* _REQUIREMENT_:
Please say how many lines in the records below contain the word "plank", giving only the number.
------ RECORDED INFORMATION ------
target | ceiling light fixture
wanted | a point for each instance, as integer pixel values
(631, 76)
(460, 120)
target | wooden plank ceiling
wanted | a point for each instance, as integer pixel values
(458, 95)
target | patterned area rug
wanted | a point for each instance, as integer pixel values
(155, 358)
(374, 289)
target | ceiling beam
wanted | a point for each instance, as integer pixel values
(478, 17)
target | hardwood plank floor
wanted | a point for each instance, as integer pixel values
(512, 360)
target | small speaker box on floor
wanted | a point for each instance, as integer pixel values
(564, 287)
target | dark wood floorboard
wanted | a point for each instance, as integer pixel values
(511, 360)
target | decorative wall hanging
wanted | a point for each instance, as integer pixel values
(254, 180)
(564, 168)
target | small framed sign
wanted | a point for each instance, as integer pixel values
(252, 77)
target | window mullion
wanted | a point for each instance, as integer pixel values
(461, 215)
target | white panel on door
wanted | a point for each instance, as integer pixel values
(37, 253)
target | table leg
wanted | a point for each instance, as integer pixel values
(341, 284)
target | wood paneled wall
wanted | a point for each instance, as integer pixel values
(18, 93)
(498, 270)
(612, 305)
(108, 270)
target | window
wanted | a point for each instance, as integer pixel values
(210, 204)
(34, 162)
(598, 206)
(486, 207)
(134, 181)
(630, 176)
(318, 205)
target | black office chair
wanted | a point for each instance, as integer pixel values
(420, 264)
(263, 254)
------
------ RECORDED INFORMATION ------
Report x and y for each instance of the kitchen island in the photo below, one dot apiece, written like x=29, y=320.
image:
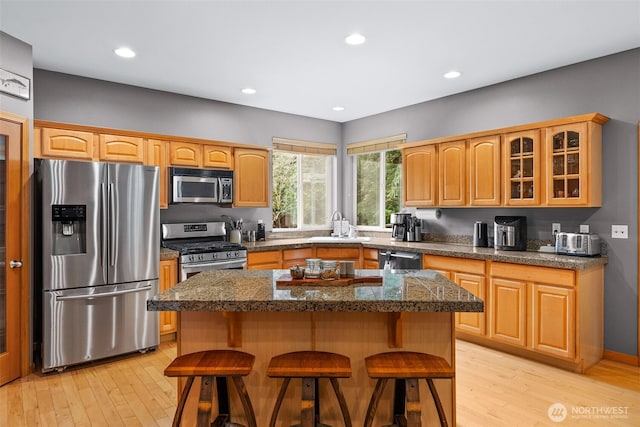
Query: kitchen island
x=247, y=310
------
* _ANSWER SECTION_:
2